▶ _Written exercise 1_: In the raid5 patch thread, which function contains the reconstruct write optimization that causes livelocks in the LVM raid4/5 tests?
▶ _Written exercise 2_: Reproduce verbatim the part of the raid5 patch thread from "Yes, tidying up" up to and including "providing the patch.".

Heinz Mauelshagen Jan. 29, 2015, 11:24 a.m. UTC | #2

Neil,

the patch worked fine in overnight test runs without the previous livelock.
No regressions have been triggered.

Yes, tidying up that optimization logic (e.g. in fetch_block()) is very 
much appreciated :-)

Thanks,
Heinz

On 01/28/2015 01:03 PM, Heinz Mauelshagen wrote:
>
> Neil,
>
> thanks for providing the patch.
>
> Test with it will take some hours in order to tell any success.
>
> Regards,
> Heinz
>
> On 01/28/2015 03:37 AM, NeilBrown wrote:
>> On Sun, 25 Jan 2015 21:06:20 +0100 Heinz Mauelshagen <heinzm@redhat.com>
>> wrote:
>>
>>> From: Heinz Mauelshagen <heinzm@redhat.com>
>>>
>>> Hi Neil,
>>>
>>> the reconstruct write optimization in raid5, function fetch_block 
>>> causes
>>> livelocks in LVM raid4/5 tests.
>>>
>>> Test scenarios:
>>> the tests wait for full initial array resynchronization before making a
>>> filesystem
>>> on the raid4/5 logical volume, mounting it, writing to the filesystem
>>> and failing
>>> one physical volume holding a raiddev.
>>>
>>> In short, we're seeing livelocks on fully synchronized raid4/5 arrays
>>> with a failed device.
>>>
>>> This patch fixes the issue but likely in a suboptimnal way.
>>>
>>> Do you think there is a better solution to avoid livelocks on
>>> reconstruct writes?
>>>
>>> Regards,
>>> Heinz
>>>
>>> Signed-off-by: Heinz Mauelshagen <heinzm@redhat.com>
>>> Tested-by: Jon Brassow <jbrassow@redhat.com>
>>> Tested-by: Heinz Mauelshagen <heinzm@redhat.com>
>>>
>>> ---
>>>    drivers/md/raid5.c | 2 +-
>>>    1 file changed, 1 insertion(+), 1 deletion(-)

▶ _Dataset excerpts_:

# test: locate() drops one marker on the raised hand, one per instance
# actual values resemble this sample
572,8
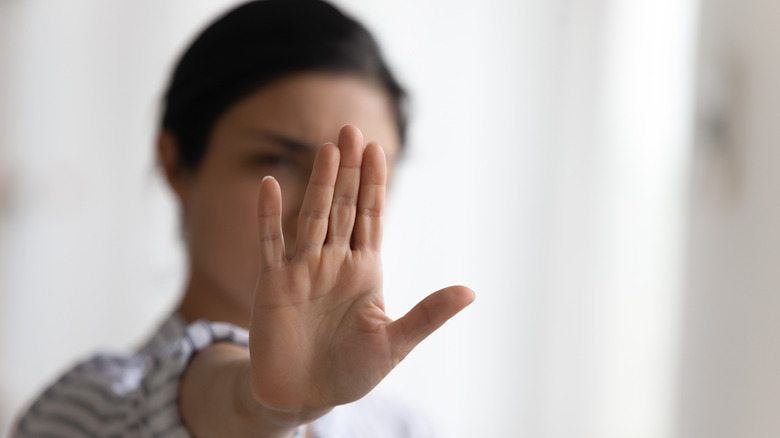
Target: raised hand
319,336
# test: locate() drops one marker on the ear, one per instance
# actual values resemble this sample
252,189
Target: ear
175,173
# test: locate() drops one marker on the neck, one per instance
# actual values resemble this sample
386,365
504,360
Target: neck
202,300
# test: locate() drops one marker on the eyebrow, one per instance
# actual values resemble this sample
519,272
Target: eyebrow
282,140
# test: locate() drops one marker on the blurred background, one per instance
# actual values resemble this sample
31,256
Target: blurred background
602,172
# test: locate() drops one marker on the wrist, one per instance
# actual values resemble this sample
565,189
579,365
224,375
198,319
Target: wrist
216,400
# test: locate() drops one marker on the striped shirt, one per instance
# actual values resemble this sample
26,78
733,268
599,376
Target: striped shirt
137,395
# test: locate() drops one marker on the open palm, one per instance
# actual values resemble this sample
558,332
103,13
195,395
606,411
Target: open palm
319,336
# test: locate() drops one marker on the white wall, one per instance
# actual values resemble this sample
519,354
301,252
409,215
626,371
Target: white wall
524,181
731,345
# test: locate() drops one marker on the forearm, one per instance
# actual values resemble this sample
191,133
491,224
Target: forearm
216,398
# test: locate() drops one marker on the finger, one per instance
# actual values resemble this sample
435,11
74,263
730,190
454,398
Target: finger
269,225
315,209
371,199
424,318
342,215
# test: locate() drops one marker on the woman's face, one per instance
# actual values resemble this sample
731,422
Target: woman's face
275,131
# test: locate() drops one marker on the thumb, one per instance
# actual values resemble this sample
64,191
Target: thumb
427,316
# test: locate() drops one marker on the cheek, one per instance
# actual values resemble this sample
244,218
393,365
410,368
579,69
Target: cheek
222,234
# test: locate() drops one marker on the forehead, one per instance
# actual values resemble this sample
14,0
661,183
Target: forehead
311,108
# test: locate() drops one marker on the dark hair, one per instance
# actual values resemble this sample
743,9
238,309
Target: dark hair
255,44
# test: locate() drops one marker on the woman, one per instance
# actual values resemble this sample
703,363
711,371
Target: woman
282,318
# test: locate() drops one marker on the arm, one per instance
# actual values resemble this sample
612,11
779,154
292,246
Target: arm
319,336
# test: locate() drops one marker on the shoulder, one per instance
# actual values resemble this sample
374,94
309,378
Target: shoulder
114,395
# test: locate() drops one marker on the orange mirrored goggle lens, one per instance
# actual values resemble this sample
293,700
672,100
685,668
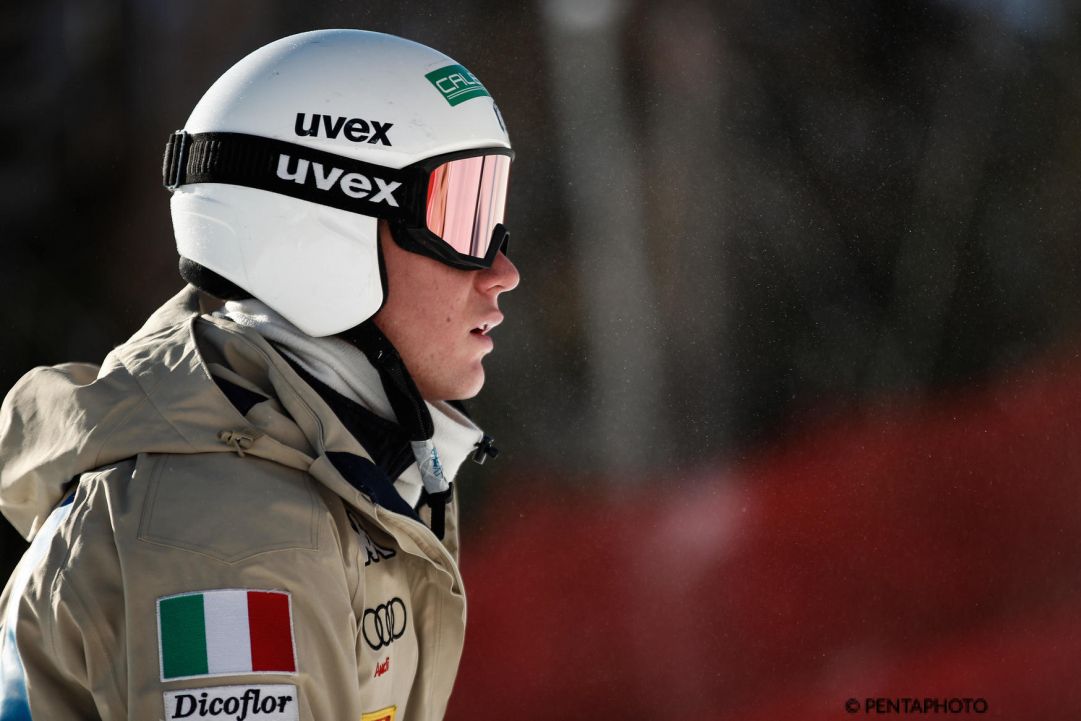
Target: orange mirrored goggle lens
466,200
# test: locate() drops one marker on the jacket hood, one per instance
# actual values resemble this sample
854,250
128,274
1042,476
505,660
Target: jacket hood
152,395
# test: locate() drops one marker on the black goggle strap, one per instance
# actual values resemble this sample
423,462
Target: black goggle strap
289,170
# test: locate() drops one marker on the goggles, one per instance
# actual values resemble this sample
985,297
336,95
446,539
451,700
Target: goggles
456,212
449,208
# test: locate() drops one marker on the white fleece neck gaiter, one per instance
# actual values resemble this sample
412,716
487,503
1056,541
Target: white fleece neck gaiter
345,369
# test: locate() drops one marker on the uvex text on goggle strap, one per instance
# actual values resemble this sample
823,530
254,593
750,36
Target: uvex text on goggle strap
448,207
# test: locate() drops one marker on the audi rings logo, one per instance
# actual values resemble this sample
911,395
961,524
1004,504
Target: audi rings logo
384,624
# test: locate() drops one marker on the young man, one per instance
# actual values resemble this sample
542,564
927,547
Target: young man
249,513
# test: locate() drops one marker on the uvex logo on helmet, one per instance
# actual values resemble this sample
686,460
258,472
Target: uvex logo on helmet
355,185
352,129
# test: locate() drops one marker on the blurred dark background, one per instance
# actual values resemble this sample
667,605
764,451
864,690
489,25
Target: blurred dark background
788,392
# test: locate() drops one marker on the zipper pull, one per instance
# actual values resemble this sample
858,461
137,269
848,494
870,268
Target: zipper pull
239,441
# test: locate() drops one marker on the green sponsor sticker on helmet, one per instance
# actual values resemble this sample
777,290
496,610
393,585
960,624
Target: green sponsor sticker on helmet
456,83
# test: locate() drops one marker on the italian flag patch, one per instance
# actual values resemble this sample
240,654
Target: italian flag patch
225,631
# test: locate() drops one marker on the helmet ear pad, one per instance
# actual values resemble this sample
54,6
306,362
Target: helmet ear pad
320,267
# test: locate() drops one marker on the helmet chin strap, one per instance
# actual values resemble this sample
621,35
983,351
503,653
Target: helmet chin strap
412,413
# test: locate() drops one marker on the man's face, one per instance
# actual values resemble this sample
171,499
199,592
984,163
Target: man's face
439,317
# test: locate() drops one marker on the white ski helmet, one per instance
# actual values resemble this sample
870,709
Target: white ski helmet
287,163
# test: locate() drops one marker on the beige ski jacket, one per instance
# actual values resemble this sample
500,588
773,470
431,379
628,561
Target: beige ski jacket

▶ _Right answer 1_: The function fetch_block in raid5.

▶ _Right answer 2_:
Yes, tidying up that optimization logic (e.g. in fetch_block()) is very 
much appreciated :-)

Thanks,
Heinz

On 01/28/2015 01:03 PM, Heinz Mauelshagen wrote:
>
> Neil,
>
> thanks for providing the patch.